我 最 难 忘 的 人

 

My Most Unforgettable Character

我最难忘的人

[2] The dean told the crowd that my parents, an immigrant Italian couple from a farm outside Chicago, had managed to send their six children to top colleges and graduate schools. (Three of us would become doctors, two were already lawyers and one was a physicist.) "It's remarkable," the dean said. Everyone cheered loudly.

[3] Mama's face was radiant with pride. I knew that everything we had achieved or would achieve was because of my parents. When we were young children, my mother, especially, was our mentor . Not until I became an adult did I realize how special she was.

[4] Delight in Devotion. My mother was born in a small town in northern Italy. She was three when her parents immigrated to this country in 1926. They lived on Chicago's South Side, where my grandfather worked making ice cream.

[5] Mama thrived in the hectic urban environment. At 16, she graduated first in her high-school class, went on to secretarial school, and finally worked as an executive secretary for a railroad company.

[6] She was beautiful too. When a local photographer used her pictures in his monthly window display, she was flattered. Her favorite portrait showed her sitting by Lake Michigan, her hair windblown, her gaze reaching toward the horizon. My mother always used to say that when you died, God gave you back your "best self". She'd show us that picture and say, "This is what I'm going to look like in heaven."

[7] My parents were married in 1944. Dad was a quiet and intelligent man who was 17 when he left Italy. Soon after, a hit-and-run accident left him with a permanent limp. Dad worked hard selling candy to Chicago office workers on their break. He had little formal schooling. His English was self-taught. Yet he eventually built a small, successful wholesale candy business. Dad was generous, handsome and deeply religious. Mama was devoted to him.

[8] After she married, my mother quit her job and gave herself to her family. In 1950, with three children, Dad moved the family to a farm 40 miles from Chicago. He worked the land and commuted to the city to run his business. Mama said good-by to her parents and friends and traded her busy city neighborhood for a more isolated life. But she never complained. By 1958, our modest white farmhouse was filled with six children, and Mama was delighted.

* RECORDS:

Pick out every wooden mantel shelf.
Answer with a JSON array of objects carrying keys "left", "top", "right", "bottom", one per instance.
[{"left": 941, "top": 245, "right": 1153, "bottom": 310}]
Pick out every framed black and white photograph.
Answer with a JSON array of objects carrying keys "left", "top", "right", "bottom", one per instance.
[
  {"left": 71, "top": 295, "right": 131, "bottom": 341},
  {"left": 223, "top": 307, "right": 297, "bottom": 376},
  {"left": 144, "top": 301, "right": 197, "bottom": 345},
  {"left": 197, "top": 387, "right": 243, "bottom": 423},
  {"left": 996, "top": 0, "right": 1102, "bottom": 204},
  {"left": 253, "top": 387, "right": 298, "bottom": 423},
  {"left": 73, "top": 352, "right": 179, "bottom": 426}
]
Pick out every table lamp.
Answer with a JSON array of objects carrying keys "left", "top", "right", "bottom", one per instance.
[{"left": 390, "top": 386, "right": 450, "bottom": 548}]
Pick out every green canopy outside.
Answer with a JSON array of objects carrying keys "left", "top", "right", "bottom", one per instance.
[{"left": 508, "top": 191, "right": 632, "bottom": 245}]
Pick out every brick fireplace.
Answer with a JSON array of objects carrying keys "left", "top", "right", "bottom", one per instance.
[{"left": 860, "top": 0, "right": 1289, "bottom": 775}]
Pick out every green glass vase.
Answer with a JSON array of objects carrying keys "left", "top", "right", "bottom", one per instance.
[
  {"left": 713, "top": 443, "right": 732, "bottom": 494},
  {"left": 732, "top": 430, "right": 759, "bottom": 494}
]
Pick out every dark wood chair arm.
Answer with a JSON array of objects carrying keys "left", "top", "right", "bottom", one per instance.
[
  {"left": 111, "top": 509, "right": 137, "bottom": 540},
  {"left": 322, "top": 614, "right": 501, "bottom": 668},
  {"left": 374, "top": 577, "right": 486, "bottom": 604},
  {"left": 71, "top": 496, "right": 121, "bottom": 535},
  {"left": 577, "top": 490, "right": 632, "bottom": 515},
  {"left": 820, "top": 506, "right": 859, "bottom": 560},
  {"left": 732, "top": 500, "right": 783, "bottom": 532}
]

* TASKS TO PERFORM:
**1.** From the essay "My Most Unforgettable Character," copy the passage word for word, starting at "[2] The dean" and ending at "Everyone cheered loudly.".
**2.** Carry on the essay about the writer's mother from the point where it stops.
The rows have nothing to do with this work.

* RESPONSES TO THE EXERCISE:
**1.**
[2] The dean told the crowd that my parents, an immigrant Italian couple from a farm outside Chicago, had managed to send their six children to top colleges and graduate schools. (Three of us would become doctors, two were already lawyers and one was a physicist.) "It's remarkable," the dean said. Everyone cheered loudly.

**2.**
[9] "Think Big". My mother never studied books on parenting. Yet she knew how to raise children. She heightened our self-esteem and helped us reach our potential.

[10] One fall day, I sat at the kitchen table while Mama peeled potatoes. She spied Dad out the window on his tractor and smiled. "Your father has accomplished so much, ' she said proudly. "He really is somebody."

[11] My mother wanted each of us to be somebody too. "Your challenge is to be everything you can. Mine is to help," she always said.

[12] She read to us every day and used homemade flash cards to teach us phonics. She bolstered our confidence, praising even our most ordinary accomplishments. When I was ten, I painted a stack of wooden crates white and nailed them together to make a wobbly bookcase. "It's wonderful!" Mama exclaimed. "Just what we need." She used it for many years.

[13] In the dining room are two paint-by-number pictures that my sister Gloria and brother Leo did as kids. Several years ago, Leo commented that the pictures weren't very good and offered to take them down. But Mama wouldn't hear of it. "They are there to remind you how much you could accomplish even as children," she said.

[14] From the very beginning, she urged us to think big. One day, after visiting our grandparents on the South Side, she made Dad detour past the Prudential Building construction site. Mama explained that when finished, the 41-story building would be Chicago's tallest. "Maybe someday one of you can design a building like this," she said.

[15] Her confidence in us was infectious. When my sister Carla was 12, she announced she was going to be a lawyer.

[16] You can do that," Mama said. You can do anything you put your mind to."

[17] Tour Guide. To Mama, education was a key part of her blueprint for success. Four of us went to a nearby, one-room schoolhouse. My mother made up for its shortcomings by getting us educational toys, talking to us about history, politics and current events, and helping with home-work . The best part of getting a good report card was her unstinting praise.